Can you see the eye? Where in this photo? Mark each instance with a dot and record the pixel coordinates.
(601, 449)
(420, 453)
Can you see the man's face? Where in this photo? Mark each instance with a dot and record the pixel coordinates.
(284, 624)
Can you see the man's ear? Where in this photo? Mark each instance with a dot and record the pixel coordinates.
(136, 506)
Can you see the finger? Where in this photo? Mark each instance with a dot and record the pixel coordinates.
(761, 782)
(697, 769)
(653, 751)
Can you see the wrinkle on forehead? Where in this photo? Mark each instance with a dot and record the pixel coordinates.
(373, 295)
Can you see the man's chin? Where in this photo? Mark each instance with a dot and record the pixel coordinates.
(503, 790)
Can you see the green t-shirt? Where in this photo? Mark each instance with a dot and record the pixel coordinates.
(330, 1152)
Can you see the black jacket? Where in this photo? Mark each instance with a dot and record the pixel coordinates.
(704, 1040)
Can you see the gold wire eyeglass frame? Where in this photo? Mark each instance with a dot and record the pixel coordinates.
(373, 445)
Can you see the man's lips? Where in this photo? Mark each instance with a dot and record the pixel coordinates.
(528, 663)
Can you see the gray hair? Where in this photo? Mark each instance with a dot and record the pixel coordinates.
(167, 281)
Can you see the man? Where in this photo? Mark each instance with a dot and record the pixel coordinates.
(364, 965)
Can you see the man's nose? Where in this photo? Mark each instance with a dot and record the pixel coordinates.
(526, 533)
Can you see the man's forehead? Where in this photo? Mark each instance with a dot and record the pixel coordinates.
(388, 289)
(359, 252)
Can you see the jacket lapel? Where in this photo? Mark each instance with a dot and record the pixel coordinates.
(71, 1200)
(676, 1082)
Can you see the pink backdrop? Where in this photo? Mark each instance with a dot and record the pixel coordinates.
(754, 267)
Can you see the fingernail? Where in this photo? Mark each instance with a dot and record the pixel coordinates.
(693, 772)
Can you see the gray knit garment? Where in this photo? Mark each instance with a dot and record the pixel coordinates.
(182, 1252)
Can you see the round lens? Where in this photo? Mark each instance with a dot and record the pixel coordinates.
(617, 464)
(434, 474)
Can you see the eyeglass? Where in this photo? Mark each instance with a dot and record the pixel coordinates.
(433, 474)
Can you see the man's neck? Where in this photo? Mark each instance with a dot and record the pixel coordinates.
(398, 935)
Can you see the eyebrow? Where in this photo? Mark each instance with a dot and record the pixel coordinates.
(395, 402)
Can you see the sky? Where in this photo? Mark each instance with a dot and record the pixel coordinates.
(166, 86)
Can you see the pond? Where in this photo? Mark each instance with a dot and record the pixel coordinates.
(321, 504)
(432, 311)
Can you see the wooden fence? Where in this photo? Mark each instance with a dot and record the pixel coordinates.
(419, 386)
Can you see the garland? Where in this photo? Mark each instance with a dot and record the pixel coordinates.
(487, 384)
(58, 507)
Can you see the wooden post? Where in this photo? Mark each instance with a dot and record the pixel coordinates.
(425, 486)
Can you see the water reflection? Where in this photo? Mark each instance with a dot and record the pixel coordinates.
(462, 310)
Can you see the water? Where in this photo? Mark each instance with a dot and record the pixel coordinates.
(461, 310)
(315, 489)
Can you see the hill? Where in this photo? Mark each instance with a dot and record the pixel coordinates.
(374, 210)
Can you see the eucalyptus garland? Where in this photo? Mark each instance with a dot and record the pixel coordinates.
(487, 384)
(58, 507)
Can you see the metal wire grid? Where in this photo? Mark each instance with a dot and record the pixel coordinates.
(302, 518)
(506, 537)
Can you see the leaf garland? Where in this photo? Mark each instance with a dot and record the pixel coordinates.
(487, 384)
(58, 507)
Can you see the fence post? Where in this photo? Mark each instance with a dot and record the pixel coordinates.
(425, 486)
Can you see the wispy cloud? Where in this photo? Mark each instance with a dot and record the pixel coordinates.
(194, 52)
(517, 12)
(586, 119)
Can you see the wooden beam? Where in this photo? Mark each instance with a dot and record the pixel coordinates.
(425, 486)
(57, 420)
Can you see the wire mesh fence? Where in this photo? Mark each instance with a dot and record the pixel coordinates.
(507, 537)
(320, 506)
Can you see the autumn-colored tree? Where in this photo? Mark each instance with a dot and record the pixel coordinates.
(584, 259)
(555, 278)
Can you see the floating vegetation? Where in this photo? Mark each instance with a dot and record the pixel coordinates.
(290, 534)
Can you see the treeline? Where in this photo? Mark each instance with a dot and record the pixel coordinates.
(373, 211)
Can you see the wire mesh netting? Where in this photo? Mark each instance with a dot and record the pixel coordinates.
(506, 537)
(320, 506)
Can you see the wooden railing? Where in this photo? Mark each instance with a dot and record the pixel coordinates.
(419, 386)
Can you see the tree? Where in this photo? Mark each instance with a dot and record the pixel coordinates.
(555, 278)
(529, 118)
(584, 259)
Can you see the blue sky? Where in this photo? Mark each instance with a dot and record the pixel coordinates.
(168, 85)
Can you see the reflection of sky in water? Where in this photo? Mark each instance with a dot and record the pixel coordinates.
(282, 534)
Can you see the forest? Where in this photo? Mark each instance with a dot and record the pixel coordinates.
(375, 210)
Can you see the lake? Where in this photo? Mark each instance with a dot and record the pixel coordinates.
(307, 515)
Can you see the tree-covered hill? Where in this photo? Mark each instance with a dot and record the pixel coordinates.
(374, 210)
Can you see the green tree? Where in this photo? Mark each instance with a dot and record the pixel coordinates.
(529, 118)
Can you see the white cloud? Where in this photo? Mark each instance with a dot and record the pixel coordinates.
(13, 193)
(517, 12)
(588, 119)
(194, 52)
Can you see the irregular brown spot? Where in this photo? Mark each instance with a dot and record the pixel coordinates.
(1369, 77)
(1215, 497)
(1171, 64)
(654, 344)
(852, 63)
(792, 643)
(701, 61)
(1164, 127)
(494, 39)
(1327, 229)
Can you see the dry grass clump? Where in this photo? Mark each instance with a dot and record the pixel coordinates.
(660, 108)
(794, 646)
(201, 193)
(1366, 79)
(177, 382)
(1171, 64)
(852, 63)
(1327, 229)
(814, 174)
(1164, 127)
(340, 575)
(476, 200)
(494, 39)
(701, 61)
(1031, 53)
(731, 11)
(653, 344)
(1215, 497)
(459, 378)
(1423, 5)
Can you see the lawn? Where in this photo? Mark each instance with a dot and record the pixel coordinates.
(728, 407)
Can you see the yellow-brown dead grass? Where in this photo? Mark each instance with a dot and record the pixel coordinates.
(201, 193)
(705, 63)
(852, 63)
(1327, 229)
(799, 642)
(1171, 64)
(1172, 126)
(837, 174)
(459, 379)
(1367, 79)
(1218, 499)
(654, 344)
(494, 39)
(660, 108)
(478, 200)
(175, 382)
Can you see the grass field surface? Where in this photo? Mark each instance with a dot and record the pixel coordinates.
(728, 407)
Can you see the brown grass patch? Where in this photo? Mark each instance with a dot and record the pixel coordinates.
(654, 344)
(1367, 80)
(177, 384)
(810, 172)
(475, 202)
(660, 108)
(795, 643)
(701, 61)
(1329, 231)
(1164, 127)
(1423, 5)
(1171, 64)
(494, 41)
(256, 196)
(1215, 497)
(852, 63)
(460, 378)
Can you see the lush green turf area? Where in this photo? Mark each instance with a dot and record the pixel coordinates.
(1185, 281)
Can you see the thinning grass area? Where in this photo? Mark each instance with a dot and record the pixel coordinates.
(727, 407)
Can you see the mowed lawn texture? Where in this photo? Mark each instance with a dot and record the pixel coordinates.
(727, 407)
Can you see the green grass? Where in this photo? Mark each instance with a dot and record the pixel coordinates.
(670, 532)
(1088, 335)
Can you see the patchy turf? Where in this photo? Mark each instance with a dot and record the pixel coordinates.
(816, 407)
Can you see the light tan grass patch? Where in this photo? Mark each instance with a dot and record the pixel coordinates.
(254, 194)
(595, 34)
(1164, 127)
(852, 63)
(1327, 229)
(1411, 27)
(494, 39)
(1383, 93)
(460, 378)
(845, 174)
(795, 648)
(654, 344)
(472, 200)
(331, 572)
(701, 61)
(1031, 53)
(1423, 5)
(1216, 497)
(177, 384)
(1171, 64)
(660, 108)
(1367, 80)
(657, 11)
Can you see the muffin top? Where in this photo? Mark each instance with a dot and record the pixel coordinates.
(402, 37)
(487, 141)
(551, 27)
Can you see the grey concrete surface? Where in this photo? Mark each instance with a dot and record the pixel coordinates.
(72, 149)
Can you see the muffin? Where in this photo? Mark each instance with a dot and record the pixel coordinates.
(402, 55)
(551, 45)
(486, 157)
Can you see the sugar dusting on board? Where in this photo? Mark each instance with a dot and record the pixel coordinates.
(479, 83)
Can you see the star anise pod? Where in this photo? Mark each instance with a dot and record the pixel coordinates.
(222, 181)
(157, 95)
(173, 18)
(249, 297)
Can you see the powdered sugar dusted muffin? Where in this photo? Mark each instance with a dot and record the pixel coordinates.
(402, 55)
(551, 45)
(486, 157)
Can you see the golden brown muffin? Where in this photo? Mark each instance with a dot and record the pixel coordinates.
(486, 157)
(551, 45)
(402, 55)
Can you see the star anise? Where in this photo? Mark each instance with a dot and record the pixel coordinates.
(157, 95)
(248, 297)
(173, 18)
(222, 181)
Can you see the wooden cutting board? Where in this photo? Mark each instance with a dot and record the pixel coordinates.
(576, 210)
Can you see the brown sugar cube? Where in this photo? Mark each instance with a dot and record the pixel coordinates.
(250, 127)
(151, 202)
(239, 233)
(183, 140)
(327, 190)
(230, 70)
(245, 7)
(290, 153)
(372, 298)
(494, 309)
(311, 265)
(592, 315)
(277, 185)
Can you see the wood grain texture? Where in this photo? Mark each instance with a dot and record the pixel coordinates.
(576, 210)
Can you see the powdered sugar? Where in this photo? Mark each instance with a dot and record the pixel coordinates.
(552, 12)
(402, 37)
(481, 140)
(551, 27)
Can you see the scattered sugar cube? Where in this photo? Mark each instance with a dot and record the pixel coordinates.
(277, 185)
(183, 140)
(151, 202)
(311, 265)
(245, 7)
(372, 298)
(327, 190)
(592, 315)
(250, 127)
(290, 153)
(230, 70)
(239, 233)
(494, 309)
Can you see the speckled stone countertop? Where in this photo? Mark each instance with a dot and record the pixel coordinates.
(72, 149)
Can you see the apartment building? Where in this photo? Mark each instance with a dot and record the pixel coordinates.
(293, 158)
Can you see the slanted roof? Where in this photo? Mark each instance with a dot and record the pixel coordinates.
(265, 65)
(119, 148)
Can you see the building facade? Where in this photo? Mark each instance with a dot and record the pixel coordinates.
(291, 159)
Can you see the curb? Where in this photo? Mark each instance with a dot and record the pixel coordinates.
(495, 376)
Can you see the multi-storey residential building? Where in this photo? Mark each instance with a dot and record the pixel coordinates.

______________________________

→ **EXERCISE**
Write out the lines above from the one containing "Can you see the apartment" through the last, exactly as they are.

→ **TASK RESULT**
Can you see the apartment building? Where in this photo? Mark each instance with a dot and record the pixel coordinates.
(293, 158)
Can you see the slanted roof? Where in this photo? Mark each instance with a dot and record the pixel coordinates.
(265, 65)
(119, 148)
Can you see the building facade? Where in this photo? Mark each instance with a dot and record the pixel coordinates.
(291, 159)
Can you see the curb? Where in this photo? Mark each instance with a dot and record the pixel coordinates.
(495, 376)
Can you see the multi-storey residential building? Where in this photo? Mark each instance with a dot and record the pixel coordinates.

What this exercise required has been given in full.